## What is being asked
Express the lines of each entry as a JSON list of strings, one string per line, leaving out blank lines.

Items from a labeling collection
— Begin —

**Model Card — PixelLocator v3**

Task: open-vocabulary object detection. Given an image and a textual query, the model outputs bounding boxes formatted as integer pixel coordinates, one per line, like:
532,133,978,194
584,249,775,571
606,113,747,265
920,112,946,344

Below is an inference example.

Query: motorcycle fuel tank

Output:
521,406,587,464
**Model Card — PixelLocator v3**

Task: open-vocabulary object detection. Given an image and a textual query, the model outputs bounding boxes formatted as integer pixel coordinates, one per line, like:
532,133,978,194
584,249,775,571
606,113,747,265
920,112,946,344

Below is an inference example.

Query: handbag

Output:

— End —

## The result
[
  "**Model Card — PixelLocator v3**",
  "Task: open-vocabulary object detection. Given an image and a textual query, the model outputs bounding boxes formatted as integer pixel coordinates, one per line, like:",
  "532,133,978,194",
  "584,249,775,571",
  "606,113,747,265",
  "920,112,946,344",
  "Below is an inference example.",
  "Query: motorcycle fuel tank",
  "Output:",
  "521,406,587,464",
  "**Model Card — PixelLocator v3**",
  "Task: open-vocabulary object detection. Given an image and a textual query, the model outputs bounding boxes formatted as integer pixel coordinates, one per line, like:",
  "532,133,978,194",
  "584,249,775,571",
  "606,113,747,265",
  "920,112,946,344",
  "Below is an inference example.",
  "Query: handbag",
  "Output:"
]